Annotated coordinate rows:
◆ ◆ ◆ ◆ ◆
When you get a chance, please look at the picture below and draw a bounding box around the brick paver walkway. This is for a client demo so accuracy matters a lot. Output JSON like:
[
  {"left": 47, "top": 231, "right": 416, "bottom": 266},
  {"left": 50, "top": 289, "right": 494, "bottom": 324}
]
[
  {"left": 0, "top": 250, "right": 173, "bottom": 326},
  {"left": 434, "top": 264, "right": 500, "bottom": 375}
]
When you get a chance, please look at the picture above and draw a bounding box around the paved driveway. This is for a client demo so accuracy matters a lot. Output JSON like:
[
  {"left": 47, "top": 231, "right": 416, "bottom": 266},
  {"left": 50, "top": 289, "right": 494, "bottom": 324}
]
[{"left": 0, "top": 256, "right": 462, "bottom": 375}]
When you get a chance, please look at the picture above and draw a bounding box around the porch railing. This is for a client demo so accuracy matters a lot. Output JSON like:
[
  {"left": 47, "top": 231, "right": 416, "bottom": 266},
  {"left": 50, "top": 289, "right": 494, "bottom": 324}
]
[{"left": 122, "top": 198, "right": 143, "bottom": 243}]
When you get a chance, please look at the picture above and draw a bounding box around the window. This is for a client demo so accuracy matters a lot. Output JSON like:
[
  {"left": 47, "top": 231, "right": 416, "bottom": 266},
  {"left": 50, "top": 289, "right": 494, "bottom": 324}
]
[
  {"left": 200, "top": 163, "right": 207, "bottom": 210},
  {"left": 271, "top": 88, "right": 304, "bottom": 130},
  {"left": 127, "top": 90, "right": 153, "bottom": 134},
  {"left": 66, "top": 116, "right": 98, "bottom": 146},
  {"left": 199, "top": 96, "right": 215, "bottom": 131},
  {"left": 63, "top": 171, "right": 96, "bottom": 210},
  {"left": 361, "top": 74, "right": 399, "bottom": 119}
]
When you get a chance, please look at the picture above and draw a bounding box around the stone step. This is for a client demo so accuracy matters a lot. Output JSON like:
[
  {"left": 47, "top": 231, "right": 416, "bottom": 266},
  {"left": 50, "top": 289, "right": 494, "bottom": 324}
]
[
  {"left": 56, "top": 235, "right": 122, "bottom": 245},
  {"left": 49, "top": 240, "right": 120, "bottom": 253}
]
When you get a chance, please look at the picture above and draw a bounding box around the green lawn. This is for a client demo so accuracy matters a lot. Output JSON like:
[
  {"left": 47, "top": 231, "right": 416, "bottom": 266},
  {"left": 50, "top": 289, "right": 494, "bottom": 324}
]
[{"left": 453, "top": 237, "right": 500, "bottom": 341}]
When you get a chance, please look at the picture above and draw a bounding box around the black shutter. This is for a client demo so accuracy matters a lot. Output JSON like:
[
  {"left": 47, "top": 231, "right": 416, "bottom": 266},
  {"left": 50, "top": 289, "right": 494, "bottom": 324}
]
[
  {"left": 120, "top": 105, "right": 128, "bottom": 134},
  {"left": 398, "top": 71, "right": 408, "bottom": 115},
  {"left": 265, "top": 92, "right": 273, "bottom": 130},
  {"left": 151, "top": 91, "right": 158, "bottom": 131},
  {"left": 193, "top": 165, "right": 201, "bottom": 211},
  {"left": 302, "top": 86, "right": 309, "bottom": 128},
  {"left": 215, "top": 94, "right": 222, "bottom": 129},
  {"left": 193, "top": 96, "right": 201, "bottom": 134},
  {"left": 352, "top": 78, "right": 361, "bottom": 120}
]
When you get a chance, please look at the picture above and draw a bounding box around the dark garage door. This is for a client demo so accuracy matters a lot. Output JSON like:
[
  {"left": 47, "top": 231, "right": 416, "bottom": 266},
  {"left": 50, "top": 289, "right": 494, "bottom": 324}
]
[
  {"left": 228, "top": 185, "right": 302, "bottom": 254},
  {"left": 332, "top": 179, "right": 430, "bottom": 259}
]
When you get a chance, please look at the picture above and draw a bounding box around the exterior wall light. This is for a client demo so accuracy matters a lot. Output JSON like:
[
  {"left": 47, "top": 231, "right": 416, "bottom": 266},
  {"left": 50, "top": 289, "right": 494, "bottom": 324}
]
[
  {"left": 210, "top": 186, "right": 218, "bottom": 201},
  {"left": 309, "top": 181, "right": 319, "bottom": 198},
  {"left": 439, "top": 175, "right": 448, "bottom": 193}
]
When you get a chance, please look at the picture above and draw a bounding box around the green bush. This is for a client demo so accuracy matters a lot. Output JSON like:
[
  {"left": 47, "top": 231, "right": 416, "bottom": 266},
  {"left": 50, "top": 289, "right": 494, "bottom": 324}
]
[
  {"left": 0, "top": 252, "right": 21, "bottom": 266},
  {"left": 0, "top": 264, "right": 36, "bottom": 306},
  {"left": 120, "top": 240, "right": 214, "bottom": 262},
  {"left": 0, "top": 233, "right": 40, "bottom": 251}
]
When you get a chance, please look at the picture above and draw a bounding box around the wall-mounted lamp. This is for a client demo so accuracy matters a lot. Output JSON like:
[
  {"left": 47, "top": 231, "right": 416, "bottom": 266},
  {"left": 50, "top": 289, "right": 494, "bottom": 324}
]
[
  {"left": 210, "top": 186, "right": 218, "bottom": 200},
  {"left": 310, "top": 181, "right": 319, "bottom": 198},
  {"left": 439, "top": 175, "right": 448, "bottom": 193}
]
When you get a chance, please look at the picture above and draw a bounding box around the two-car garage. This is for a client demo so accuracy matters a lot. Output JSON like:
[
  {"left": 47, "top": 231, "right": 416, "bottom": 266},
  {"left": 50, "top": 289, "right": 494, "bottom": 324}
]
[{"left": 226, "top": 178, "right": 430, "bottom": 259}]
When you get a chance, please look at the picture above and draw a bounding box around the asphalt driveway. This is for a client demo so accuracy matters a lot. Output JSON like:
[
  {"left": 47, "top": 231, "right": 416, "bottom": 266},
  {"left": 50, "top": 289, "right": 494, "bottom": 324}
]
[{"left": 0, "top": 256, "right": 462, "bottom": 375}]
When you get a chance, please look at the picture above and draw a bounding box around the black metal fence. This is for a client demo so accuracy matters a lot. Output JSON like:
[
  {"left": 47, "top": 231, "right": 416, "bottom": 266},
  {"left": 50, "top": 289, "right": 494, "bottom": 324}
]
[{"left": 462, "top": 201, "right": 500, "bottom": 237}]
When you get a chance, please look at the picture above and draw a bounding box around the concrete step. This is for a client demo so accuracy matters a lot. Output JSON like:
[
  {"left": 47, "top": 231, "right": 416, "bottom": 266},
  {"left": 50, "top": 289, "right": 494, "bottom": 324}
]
◆ ◆ ◆ ◆ ◆
Exercise brief: Reproduce all of the rows above verbatim, character for character.

Output below:
When you get a chance, please look at the picture below and draw a bounding box around the brick paver walkway. This is for a client demo so accuracy matters a lot. Output JSON like:
[
  {"left": 47, "top": 231, "right": 416, "bottom": 266},
  {"left": 50, "top": 289, "right": 494, "bottom": 324}
]
[
  {"left": 0, "top": 250, "right": 173, "bottom": 326},
  {"left": 434, "top": 264, "right": 500, "bottom": 375}
]
When you get a chance, please look at the picture above and draw a bounding box around the paved driveway. This is for a client demo so accuracy matters a lot. Output JSON like:
[
  {"left": 47, "top": 231, "right": 416, "bottom": 266},
  {"left": 50, "top": 289, "right": 494, "bottom": 324}
]
[{"left": 0, "top": 256, "right": 462, "bottom": 375}]
When you get a chance, please look at the picture above and draw a bounding box around the porch railing. This is for a client demo so accuracy matters a lot. Output JSON like:
[
  {"left": 47, "top": 231, "right": 416, "bottom": 266},
  {"left": 50, "top": 289, "right": 494, "bottom": 324}
]
[{"left": 122, "top": 198, "right": 143, "bottom": 243}]
When you get a chance, please look at the picture above and draw a bounding box around the window. This is for a client demo so accuracy matters a lot. Output JSON like:
[
  {"left": 47, "top": 231, "right": 416, "bottom": 266},
  {"left": 50, "top": 289, "right": 494, "bottom": 324}
]
[
  {"left": 200, "top": 163, "right": 207, "bottom": 210},
  {"left": 271, "top": 88, "right": 304, "bottom": 130},
  {"left": 127, "top": 90, "right": 153, "bottom": 134},
  {"left": 66, "top": 116, "right": 98, "bottom": 146},
  {"left": 199, "top": 96, "right": 215, "bottom": 131},
  {"left": 63, "top": 171, "right": 96, "bottom": 210},
  {"left": 361, "top": 74, "right": 399, "bottom": 119}
]
When you get a chance, please look at the picture above and draw a bounding box around the stone step. This is for a client demo so accuracy matters a lot. Output JSON like:
[
  {"left": 47, "top": 231, "right": 416, "bottom": 266},
  {"left": 50, "top": 289, "right": 494, "bottom": 324}
]
[
  {"left": 56, "top": 235, "right": 122, "bottom": 245},
  {"left": 49, "top": 240, "right": 120, "bottom": 253}
]
When you get a chance, please look at the picture above and draw a bounding box around the green lawn. This is for a client demo so accuracy matters a lot. Output JSON like:
[
  {"left": 47, "top": 231, "right": 416, "bottom": 266},
  {"left": 50, "top": 289, "right": 494, "bottom": 324}
]
[{"left": 453, "top": 237, "right": 500, "bottom": 341}]
When you get a chance, please look at the picture above and draw a bounding box around the black shutter. This is for a client demo so accuracy matters a lot. Output JSON like:
[
  {"left": 47, "top": 231, "right": 416, "bottom": 266},
  {"left": 50, "top": 289, "right": 494, "bottom": 324}
]
[
  {"left": 120, "top": 105, "right": 128, "bottom": 134},
  {"left": 398, "top": 71, "right": 408, "bottom": 115},
  {"left": 265, "top": 92, "right": 273, "bottom": 130},
  {"left": 151, "top": 91, "right": 158, "bottom": 131},
  {"left": 193, "top": 165, "right": 201, "bottom": 211},
  {"left": 302, "top": 86, "right": 309, "bottom": 128},
  {"left": 215, "top": 94, "right": 222, "bottom": 129},
  {"left": 193, "top": 96, "right": 201, "bottom": 134},
  {"left": 352, "top": 78, "right": 361, "bottom": 120}
]
When you get a chance, please look at the picture above and draw a bounding box around the dark garage door. This is for a client demo so accuracy matters a lot. Output JSON like:
[
  {"left": 47, "top": 231, "right": 416, "bottom": 266},
  {"left": 50, "top": 289, "right": 494, "bottom": 324}
]
[
  {"left": 228, "top": 185, "right": 302, "bottom": 254},
  {"left": 332, "top": 179, "right": 430, "bottom": 259}
]
When you get a chance, please look at the picture above and draw a bounding box around the exterior wall light. This is for a client demo so accuracy matters a lot. Output JSON like:
[
  {"left": 47, "top": 231, "right": 416, "bottom": 266},
  {"left": 50, "top": 289, "right": 494, "bottom": 324}
]
[
  {"left": 210, "top": 186, "right": 218, "bottom": 201},
  {"left": 309, "top": 181, "right": 319, "bottom": 198},
  {"left": 439, "top": 175, "right": 448, "bottom": 193}
]
When you get a chance, please look at the picture above and draw a bounding box around the green bush. This is for a client demo so accuracy matters a lot. Output JSON like:
[
  {"left": 47, "top": 231, "right": 416, "bottom": 266},
  {"left": 50, "top": 289, "right": 494, "bottom": 324}
]
[
  {"left": 0, "top": 252, "right": 21, "bottom": 266},
  {"left": 0, "top": 264, "right": 36, "bottom": 306},
  {"left": 120, "top": 240, "right": 214, "bottom": 262},
  {"left": 0, "top": 233, "right": 40, "bottom": 251}
]
When you get a chance, please look at the picture above and draw a bounding box around the wall-mounted lamp. This is for a client demo so accuracy matters a lot. Output JSON like:
[
  {"left": 47, "top": 231, "right": 416, "bottom": 266},
  {"left": 50, "top": 289, "right": 494, "bottom": 324}
]
[
  {"left": 210, "top": 186, "right": 218, "bottom": 200},
  {"left": 310, "top": 181, "right": 319, "bottom": 198},
  {"left": 439, "top": 175, "right": 448, "bottom": 193}
]
When you get a chance, please look at the picture above and draw a bounding box around the two-car garage. This is for a client demo so accuracy matters a lot. Output JSON like:
[
  {"left": 47, "top": 231, "right": 416, "bottom": 266},
  {"left": 50, "top": 289, "right": 494, "bottom": 324}
]
[{"left": 226, "top": 178, "right": 430, "bottom": 259}]
When you get a chance, please look at the picture above and draw a bounding box around the asphalt driveway. This is for a client demo so accuracy matters a lot. Output JSON like:
[
  {"left": 47, "top": 231, "right": 416, "bottom": 266},
  {"left": 50, "top": 289, "right": 494, "bottom": 324}
]
[{"left": 0, "top": 256, "right": 462, "bottom": 375}]
When you get a chance, please look at the picture above and draw a bounding box around the black metal fence. This is for a client demo so accuracy matters a lot. Output JSON like:
[
  {"left": 47, "top": 231, "right": 416, "bottom": 266},
  {"left": 50, "top": 289, "right": 494, "bottom": 324}
]
[{"left": 462, "top": 201, "right": 500, "bottom": 237}]
When you get a chance, please look at the picture above and draw a bounding box around the concrete step. This is for a client demo so accuracy matters a lot. Output JSON like:
[
  {"left": 47, "top": 231, "right": 416, "bottom": 266},
  {"left": 50, "top": 289, "right": 494, "bottom": 324}
]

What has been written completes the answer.